[Dataset records]
★ ★ ★ ★

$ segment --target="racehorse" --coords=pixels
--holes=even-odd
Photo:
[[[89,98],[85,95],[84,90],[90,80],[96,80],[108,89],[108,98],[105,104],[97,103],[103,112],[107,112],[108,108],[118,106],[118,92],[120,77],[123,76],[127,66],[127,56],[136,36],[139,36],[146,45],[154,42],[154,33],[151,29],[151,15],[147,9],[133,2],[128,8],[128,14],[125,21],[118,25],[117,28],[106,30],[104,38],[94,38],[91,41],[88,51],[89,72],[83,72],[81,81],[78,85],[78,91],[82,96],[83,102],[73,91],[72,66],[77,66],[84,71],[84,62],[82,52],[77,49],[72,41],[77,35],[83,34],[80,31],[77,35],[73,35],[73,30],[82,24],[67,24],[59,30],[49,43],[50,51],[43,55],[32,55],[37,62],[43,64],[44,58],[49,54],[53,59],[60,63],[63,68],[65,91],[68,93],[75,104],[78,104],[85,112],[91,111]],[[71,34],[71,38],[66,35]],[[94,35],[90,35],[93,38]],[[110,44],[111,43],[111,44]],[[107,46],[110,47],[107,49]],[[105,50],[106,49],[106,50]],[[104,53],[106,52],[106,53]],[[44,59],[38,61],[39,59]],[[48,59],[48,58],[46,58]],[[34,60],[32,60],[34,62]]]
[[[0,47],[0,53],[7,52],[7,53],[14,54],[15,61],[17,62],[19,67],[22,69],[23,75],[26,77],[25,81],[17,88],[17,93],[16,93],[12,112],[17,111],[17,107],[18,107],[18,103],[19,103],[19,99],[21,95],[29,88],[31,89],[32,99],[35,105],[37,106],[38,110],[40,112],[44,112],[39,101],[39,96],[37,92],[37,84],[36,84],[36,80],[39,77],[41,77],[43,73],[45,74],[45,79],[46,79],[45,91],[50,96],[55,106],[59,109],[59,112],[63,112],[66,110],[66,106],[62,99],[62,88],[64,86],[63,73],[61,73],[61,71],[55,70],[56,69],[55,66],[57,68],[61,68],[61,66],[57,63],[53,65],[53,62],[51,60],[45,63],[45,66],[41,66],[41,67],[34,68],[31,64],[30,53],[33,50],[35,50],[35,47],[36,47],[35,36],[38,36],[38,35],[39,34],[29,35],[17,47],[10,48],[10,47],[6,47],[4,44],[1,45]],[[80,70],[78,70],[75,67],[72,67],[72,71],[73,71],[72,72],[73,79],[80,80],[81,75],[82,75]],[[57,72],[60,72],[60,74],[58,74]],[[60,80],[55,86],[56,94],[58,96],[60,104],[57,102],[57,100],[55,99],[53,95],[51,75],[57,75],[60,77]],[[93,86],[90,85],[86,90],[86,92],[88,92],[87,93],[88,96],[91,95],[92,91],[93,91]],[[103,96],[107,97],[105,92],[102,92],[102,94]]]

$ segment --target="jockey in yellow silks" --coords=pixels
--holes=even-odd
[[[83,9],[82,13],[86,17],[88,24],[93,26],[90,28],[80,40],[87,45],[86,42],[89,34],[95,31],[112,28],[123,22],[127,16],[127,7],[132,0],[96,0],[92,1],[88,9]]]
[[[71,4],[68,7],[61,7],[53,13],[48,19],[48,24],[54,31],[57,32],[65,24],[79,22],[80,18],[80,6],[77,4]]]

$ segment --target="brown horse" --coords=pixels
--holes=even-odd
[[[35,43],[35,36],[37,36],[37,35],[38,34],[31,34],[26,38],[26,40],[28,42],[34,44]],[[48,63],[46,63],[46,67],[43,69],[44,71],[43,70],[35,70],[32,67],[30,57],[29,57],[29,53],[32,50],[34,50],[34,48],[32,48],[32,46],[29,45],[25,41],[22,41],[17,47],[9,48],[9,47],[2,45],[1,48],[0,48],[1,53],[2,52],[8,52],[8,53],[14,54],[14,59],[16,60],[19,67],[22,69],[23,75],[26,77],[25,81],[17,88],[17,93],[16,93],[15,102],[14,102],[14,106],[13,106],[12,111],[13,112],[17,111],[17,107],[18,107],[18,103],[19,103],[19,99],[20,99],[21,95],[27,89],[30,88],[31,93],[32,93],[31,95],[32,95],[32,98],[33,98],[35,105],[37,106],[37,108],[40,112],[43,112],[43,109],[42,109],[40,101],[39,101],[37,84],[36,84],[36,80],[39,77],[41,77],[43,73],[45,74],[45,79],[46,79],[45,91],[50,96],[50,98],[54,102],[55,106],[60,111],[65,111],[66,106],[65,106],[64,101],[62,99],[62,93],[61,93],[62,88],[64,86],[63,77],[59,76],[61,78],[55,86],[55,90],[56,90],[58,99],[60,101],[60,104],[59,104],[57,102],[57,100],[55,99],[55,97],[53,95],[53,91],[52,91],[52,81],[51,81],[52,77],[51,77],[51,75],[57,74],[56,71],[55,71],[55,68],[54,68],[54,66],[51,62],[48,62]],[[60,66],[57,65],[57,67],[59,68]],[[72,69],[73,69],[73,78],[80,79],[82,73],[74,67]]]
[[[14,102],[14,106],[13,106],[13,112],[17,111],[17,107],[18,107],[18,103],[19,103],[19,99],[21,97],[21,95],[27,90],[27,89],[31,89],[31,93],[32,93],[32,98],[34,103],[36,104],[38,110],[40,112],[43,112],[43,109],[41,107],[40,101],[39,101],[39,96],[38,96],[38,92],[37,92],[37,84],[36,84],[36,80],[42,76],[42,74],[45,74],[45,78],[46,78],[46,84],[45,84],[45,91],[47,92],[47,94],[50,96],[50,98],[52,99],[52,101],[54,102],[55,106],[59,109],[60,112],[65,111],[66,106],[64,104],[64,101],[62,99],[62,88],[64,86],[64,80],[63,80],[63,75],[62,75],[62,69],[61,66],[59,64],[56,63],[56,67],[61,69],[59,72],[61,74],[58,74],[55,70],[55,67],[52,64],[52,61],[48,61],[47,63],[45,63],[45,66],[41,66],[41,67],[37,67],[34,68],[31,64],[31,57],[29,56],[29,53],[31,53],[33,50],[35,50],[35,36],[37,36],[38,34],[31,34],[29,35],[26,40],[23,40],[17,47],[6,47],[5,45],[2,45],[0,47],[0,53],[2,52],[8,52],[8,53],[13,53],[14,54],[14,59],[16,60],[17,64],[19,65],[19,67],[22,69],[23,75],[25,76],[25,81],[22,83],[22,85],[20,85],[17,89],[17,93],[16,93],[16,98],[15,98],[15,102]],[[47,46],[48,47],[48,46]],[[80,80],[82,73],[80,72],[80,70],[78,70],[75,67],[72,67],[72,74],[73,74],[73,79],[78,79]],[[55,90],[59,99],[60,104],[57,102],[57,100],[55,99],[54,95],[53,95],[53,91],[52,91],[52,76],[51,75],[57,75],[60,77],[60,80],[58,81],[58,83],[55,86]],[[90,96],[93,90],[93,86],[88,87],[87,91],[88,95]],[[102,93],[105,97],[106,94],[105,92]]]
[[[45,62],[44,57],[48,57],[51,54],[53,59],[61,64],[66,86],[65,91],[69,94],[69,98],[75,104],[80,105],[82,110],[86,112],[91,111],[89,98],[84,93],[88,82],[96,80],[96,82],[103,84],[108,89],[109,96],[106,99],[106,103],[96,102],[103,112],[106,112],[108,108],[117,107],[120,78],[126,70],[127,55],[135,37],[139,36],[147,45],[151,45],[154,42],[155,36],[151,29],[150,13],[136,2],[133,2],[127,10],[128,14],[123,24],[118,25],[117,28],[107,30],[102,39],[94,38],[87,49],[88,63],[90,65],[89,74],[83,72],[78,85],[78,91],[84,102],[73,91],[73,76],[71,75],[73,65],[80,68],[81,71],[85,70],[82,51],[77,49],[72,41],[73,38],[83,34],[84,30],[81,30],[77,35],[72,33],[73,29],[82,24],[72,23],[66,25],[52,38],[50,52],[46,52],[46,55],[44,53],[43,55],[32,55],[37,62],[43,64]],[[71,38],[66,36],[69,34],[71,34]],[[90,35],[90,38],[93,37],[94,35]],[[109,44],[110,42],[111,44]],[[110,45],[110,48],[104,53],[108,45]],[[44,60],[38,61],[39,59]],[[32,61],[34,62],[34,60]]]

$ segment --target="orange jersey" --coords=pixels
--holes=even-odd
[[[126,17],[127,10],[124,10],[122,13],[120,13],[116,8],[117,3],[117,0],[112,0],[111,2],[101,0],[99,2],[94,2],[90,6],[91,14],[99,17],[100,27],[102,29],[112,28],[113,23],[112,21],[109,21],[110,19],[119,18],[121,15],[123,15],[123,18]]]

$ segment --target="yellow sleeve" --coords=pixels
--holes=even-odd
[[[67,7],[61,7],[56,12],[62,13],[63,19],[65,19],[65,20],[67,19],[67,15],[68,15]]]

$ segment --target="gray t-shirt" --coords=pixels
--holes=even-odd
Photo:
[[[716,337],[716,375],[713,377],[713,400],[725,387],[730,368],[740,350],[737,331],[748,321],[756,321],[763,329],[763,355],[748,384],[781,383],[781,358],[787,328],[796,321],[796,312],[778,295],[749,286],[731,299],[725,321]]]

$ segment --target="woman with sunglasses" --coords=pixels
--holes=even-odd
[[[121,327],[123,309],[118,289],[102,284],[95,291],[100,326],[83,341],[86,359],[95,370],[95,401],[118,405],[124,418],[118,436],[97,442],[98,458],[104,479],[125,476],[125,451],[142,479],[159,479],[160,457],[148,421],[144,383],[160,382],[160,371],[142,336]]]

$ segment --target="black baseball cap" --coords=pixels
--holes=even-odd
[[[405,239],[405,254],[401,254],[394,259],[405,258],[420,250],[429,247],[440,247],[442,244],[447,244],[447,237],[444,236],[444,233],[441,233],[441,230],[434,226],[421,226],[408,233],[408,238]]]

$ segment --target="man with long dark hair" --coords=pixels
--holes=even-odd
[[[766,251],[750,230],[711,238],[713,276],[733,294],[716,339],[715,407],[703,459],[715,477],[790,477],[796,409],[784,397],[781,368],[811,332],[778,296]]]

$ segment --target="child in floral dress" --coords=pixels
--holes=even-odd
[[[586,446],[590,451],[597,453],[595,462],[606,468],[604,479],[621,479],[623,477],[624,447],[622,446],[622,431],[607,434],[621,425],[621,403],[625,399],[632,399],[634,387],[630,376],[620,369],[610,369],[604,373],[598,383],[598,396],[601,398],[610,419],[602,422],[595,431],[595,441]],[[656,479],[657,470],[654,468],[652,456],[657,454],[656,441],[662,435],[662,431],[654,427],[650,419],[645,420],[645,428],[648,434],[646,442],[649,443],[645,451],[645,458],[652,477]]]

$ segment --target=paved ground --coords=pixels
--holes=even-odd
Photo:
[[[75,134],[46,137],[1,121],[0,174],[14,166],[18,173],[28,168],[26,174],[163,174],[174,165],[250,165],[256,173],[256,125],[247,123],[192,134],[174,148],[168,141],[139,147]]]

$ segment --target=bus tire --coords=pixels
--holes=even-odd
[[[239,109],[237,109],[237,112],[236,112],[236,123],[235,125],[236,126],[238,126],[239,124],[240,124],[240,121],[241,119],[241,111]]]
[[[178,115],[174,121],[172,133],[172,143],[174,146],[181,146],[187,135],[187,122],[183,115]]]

★ ★ ★ ★

§ What the task asks
Repeat everything from the line containing "--target=paved ground --coords=pixels" down to the end of the items, without any changes.

§ Completed task
$ segment --target=paved ground --coords=pixels
--holes=even-odd
Photo:
[[[75,134],[46,137],[1,121],[0,174],[14,166],[18,173],[28,168],[26,174],[163,174],[174,165],[250,165],[256,173],[256,125],[247,123],[192,134],[174,148],[168,141],[139,147]]]

$ segment --target=bus tire --coords=pixels
--holes=even-odd
[[[239,109],[237,109],[237,112],[236,112],[236,123],[235,125],[236,126],[238,126],[239,124],[240,124],[240,121],[241,119],[241,111]]]
[[[178,115],[174,121],[172,133],[172,143],[174,146],[181,146],[187,135],[187,122],[183,115]]]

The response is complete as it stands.